» WRITTEN REQUEST: In the listing below, copy out the lines starting with the line that contains "point: speckled plumage" and going on through the line that contains "column 498, row 376", character for character, both lines included.
╭─ AVAILABLE RECORDS
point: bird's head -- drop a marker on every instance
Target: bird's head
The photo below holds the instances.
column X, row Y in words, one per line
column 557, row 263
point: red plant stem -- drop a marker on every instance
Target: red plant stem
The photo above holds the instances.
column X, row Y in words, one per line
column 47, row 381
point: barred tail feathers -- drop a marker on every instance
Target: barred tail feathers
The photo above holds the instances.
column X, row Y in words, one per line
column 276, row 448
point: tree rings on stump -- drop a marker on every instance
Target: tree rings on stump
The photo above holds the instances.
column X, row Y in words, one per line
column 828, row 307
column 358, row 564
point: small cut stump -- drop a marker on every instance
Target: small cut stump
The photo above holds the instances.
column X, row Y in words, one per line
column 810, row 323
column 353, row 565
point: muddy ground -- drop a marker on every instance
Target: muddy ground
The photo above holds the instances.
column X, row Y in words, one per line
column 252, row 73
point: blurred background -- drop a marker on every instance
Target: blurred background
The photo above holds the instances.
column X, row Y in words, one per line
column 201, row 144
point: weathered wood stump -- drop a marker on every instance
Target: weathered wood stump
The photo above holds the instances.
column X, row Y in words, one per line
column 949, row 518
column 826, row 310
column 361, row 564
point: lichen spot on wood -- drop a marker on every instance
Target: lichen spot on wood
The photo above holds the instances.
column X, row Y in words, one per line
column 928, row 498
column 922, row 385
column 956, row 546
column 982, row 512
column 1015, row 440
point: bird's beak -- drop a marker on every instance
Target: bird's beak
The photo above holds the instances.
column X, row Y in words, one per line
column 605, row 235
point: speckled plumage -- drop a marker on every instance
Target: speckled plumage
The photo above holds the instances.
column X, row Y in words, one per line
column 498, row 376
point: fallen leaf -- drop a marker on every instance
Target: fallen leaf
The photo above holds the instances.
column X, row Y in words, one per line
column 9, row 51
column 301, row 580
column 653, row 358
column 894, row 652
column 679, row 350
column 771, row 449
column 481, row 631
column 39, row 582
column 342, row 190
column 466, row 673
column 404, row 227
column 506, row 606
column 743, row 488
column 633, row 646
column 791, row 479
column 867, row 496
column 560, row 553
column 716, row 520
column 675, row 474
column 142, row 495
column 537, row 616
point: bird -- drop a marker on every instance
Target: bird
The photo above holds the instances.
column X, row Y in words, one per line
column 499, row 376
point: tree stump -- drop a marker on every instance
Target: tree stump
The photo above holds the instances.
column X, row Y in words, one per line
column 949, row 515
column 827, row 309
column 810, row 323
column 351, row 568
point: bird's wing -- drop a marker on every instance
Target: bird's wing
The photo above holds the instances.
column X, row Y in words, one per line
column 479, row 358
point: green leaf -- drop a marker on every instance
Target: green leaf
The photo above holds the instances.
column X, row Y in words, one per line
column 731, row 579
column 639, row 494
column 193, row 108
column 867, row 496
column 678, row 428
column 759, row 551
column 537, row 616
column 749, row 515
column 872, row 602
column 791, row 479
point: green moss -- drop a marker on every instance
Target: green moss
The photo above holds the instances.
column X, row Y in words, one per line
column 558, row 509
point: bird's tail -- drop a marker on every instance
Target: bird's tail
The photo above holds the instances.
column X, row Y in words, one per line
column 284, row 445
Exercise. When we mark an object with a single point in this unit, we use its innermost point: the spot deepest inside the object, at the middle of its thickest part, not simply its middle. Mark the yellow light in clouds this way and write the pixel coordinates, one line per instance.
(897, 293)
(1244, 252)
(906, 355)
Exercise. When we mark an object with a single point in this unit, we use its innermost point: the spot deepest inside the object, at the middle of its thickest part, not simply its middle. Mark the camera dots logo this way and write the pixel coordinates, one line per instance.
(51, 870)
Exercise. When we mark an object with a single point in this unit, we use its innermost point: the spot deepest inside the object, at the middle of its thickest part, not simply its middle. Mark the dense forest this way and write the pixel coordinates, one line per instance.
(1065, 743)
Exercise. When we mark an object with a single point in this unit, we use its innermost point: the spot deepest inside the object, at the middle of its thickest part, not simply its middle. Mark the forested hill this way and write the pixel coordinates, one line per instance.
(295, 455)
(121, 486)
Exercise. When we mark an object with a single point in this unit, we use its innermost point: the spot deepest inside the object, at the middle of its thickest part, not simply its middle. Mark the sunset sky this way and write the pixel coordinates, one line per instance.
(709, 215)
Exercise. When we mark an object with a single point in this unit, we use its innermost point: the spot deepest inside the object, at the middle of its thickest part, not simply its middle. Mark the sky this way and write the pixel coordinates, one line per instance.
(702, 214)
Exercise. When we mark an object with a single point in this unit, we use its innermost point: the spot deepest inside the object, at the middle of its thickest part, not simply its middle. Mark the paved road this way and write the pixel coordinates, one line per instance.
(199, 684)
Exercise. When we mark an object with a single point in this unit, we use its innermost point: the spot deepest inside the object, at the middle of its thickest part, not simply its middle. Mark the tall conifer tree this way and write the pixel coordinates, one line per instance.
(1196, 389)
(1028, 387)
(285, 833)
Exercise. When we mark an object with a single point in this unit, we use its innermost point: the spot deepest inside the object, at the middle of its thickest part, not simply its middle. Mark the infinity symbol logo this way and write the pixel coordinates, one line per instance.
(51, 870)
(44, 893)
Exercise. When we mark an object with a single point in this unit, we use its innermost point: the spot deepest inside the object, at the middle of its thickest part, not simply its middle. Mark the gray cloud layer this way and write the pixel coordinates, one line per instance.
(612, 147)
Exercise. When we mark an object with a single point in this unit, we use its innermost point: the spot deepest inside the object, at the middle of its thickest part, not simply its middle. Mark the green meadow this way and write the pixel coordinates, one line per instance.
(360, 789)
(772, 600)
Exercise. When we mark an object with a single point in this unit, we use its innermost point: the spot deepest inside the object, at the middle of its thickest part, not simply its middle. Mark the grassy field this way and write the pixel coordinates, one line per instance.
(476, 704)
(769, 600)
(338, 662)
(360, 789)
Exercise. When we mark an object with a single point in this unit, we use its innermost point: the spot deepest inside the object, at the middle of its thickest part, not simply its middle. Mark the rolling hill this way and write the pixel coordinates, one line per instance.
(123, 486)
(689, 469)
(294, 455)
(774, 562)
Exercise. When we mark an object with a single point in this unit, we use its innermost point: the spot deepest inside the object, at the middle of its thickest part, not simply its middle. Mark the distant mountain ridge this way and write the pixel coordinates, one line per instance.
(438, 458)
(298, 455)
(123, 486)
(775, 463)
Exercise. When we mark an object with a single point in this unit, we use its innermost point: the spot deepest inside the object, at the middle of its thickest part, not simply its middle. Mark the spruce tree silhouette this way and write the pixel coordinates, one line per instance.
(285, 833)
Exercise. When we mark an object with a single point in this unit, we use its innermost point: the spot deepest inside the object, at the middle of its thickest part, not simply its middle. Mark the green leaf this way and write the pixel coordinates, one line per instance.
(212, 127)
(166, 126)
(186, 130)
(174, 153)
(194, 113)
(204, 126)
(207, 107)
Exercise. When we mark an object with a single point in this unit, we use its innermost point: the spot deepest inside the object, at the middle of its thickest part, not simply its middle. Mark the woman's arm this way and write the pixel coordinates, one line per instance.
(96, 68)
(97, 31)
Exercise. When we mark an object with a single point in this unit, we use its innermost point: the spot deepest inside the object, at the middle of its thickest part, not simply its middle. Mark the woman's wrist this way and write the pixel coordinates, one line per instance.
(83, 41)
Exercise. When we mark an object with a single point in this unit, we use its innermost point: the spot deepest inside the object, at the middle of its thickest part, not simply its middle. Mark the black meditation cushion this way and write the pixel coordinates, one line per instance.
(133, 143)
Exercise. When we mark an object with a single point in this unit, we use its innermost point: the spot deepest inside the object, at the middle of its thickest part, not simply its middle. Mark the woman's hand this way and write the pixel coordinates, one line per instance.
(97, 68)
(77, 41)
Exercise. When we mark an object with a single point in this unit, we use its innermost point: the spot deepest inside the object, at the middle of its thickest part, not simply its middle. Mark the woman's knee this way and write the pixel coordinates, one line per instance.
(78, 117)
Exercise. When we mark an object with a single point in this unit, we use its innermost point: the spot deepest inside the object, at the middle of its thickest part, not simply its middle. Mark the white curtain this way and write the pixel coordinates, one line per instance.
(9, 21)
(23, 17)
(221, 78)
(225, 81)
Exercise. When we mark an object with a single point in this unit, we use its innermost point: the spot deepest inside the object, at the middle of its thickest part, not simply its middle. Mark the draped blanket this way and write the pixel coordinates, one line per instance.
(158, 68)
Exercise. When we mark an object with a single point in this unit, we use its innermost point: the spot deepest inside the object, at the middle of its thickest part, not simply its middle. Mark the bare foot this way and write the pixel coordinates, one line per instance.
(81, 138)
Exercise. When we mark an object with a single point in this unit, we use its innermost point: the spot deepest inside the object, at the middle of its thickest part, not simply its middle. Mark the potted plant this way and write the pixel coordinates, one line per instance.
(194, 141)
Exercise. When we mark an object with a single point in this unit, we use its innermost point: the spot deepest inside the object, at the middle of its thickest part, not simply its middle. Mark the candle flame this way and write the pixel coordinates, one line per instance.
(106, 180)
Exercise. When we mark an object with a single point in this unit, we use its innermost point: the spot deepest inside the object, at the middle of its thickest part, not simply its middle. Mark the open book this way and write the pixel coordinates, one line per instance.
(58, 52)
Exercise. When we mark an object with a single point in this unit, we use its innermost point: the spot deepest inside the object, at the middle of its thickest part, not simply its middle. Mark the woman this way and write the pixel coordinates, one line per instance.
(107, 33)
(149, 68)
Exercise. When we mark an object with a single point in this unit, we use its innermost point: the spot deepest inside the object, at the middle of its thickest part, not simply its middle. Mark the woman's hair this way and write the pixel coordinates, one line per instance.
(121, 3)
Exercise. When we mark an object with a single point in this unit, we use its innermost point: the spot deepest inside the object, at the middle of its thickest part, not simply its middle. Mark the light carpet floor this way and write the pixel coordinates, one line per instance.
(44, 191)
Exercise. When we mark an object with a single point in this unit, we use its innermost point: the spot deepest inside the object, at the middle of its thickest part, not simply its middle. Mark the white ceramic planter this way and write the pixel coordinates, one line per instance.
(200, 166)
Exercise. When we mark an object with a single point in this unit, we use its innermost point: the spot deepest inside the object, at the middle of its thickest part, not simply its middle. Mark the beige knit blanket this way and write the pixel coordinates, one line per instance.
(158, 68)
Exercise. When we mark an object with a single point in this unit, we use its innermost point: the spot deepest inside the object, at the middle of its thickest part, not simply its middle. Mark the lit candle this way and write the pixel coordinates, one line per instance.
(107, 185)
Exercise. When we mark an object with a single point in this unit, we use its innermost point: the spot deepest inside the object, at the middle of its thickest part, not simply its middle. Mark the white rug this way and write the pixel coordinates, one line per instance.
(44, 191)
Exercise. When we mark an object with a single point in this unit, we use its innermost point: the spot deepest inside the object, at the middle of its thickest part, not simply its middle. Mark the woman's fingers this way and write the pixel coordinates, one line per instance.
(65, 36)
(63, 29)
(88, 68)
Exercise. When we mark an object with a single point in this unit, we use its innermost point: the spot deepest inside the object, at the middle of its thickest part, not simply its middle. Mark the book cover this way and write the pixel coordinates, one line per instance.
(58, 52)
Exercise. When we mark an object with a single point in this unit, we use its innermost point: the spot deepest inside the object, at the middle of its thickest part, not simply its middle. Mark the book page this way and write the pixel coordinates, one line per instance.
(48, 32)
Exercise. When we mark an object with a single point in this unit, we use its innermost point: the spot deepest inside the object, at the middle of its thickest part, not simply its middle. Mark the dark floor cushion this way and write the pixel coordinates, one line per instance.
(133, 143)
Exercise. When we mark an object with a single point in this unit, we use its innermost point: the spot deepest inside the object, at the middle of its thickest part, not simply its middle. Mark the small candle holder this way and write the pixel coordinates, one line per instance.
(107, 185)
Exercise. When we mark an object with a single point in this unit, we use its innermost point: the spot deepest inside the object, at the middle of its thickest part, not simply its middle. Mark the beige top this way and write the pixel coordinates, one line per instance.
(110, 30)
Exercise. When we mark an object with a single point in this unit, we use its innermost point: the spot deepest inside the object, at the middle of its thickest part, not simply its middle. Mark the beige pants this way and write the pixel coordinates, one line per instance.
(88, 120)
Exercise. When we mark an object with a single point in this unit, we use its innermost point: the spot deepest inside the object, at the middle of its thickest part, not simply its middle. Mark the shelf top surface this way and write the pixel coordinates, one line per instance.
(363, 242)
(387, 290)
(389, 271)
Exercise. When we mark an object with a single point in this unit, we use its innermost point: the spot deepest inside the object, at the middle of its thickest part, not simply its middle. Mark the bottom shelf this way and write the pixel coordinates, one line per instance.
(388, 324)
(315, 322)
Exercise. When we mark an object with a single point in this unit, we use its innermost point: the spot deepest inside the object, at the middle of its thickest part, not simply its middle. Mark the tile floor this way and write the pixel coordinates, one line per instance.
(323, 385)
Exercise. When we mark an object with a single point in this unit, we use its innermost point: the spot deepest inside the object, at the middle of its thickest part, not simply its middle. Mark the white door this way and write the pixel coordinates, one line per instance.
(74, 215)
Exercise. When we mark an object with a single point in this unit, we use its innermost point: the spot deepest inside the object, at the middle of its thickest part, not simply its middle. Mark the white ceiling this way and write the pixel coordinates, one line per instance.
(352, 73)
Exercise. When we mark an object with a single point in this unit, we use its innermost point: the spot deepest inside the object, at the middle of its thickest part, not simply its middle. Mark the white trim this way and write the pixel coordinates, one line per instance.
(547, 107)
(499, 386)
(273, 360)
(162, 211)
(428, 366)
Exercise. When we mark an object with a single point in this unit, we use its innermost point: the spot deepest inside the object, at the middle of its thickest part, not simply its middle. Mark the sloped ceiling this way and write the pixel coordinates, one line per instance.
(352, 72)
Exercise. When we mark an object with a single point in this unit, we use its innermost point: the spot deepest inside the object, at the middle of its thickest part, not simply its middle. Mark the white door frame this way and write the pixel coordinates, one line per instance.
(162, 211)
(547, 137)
╰─
» REPLY:
point: speckled plumage -- drop a marker on every instance
Target: speckled plumage
The photo above holds the instances.
column X, row Y in words, one per line
column 498, row 376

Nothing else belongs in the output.